(Stored records)
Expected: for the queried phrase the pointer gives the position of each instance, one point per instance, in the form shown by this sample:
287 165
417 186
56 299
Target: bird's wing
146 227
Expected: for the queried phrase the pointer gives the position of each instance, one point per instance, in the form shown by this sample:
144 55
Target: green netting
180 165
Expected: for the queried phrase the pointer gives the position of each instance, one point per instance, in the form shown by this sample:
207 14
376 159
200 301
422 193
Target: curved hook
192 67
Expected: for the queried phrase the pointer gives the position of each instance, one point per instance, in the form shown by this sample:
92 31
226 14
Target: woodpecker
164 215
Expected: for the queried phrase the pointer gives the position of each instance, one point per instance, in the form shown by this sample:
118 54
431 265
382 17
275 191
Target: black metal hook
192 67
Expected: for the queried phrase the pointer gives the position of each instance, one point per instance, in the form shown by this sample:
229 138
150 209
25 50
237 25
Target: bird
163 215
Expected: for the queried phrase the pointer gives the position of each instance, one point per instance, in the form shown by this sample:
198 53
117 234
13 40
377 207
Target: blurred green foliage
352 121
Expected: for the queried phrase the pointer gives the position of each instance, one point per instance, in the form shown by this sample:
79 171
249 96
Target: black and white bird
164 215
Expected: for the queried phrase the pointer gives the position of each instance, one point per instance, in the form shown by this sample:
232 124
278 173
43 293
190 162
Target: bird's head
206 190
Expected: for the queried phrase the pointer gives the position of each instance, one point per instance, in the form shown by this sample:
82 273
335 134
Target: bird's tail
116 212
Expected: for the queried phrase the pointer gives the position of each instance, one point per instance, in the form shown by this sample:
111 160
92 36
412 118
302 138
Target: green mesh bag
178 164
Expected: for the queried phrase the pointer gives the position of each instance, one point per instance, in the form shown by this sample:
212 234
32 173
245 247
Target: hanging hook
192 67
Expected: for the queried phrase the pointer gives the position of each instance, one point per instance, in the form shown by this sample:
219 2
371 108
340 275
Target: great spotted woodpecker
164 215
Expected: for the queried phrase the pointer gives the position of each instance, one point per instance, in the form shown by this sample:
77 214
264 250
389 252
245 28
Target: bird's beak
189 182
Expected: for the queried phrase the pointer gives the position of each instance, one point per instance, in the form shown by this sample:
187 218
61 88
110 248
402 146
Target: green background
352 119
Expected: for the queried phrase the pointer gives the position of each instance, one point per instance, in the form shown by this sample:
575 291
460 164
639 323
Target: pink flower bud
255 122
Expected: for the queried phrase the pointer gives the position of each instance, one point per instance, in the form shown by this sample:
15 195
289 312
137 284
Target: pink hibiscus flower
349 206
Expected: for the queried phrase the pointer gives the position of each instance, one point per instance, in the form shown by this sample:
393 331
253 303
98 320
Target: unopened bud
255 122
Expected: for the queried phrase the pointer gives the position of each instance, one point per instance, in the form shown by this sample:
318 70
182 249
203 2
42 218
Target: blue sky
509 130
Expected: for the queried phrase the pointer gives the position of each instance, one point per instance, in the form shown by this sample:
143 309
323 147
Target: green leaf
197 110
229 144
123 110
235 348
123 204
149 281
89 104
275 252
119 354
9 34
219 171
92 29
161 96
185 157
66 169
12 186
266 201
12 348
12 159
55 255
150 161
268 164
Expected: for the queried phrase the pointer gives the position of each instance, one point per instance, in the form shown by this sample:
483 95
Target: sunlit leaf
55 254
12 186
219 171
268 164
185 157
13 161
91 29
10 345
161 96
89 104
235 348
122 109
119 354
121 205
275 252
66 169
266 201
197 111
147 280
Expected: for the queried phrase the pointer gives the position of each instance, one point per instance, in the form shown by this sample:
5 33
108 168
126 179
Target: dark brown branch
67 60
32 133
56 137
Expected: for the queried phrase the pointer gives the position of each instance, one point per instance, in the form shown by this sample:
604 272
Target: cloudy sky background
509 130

What the task asks
Your answer must be an exact transcription of all the data above.

Reply
Expected: for the queried phrase the pointer gives the position of each instance, one point per instance, in the form shown by this sample:
287 165
417 186
56 299
Target: bird's wing
146 227
Expected: for the queried phrase the pointer gives the position of each instance, one point per instance, in the form shown by this sample:
144 55
Target: green netting
180 165
Expected: for the queried phrase the pointer gives the position of each instance, one point per instance, in the form shown by this sample:
207 14
376 159
200 301
422 193
Target: curved hook
192 67
Expected: for the queried phrase the pointer gives the position of each instance, one point per instance, in the form shown by this sample:
92 31
226 14
Target: woodpecker
164 215
Expected: for the queried phrase the pointer gives the position of each instance, one point per instance, in the form shown by this sample:
118 54
431 265
382 17
275 191
Target: black metal hook
192 67
Expected: for the queried phrase the pointer gives the position of each instance, one point per instance, in the form shown by this sample:
229 138
150 209
25 50
237 25
Target: bird
163 215
Expected: for the queried phrase the pointer gives the position of each instance, one point per instance, in the form shown by this sample:
198 53
117 234
13 40
377 207
Target: blurred green foliage
352 121
Expected: for the queried phrase the pointer gives the position of each instance, one point per instance, in the form shown by this sample:
79 171
249 96
Target: black and white bird
164 215
Expected: for the queried phrase the pointer gives the position of each instance, one point per instance, in the form shown by this sample:
232 124
278 173
43 293
190 162
Target: bird's head
206 190
Expected: for the queried phrase the pointer gives the position of each instance, one point per instance, in the form shown by this sample:
82 273
335 134
Target: bird's tail
116 212
Expected: for the queried phrase the pointer gives the position of each instance, one point per instance, in the form shown by this sample:
111 160
92 36
412 118
302 138
Target: green mesh bag
178 164
Expected: for the queried phrase the pointer gives the position of each instance, one point per instance, in the form shown by this sample:
212 234
32 173
245 247
Target: hanging hook
192 67
Expected: for the queried phrase the pointer gives the position of each instance, one point per instance, in the form shown by this sample:
219 2
371 108
340 275
Target: great spotted woodpecker
164 215
Expected: for the queried phrase the pointer gives the position of each instance, one point per instance, in the form shown by this sample:
77 214
264 250
389 252
245 28
Target: bird's beak
189 182
Expected: for the queried phrase the pointer gives the position of each instance, one point per instance, in the form shown by this sample:
187 218
61 88
110 248
402 146
Target: green background
352 119
Expected: for the queried phrase the pointer gives the position of each instance, one point per instance, in the form shown by this sample:
575 291
460 164
639 323
Target: pink flower bud
255 122
Expected: for the queried phrase the pointer gives the position of each instance, one point per instance, in the form shown by this sample:
15 195
289 312
137 284
Target: pink hibiscus flower
349 206
Expected: for the queried phrase the pointer gives the position of each instance, one point per instance, in the form shown by this sample:
393 331
253 303
98 320
Target: unopened bud
255 122
Expected: for the queried phrase the pointer gives the position of each instance, one point per instance, in the form shown by this sample:
318 70
182 249
203 2
42 218
Target: blue sky
509 130
Expected: for the queried phrase the pointer gives the position of each instance, one point per instance, in the form shown by this sample:
143 309
323 147
Target: green leaf
197 110
229 144
123 110
235 348
123 204
149 281
89 104
275 252
119 354
9 34
219 171
92 29
161 96
185 157
66 169
12 186
266 201
12 348
12 159
55 255
150 161
268 164
Expected: for the queried phrase the pointer gives the position of each instance, one point per instance, in the form shown by this sample:
483 95
Target: sunlit leaf
55 254
12 186
219 171
268 164
185 157
13 161
91 29
10 345
161 96
89 104
235 348
122 109
119 354
121 205
275 252
66 169
266 201
197 111
147 280
Expected: for the queried phrase the pointer gives the position of each instance, one point per instance, in the form shown by this sample:
5 33
108 168
126 179
Target: dark brown branch
67 60
32 133
56 137
Expected: for the queried phrase the pointer gives the position of each instance, one point per instance, in the form shown by this sample:
604 272
Target: cloudy sky background
509 130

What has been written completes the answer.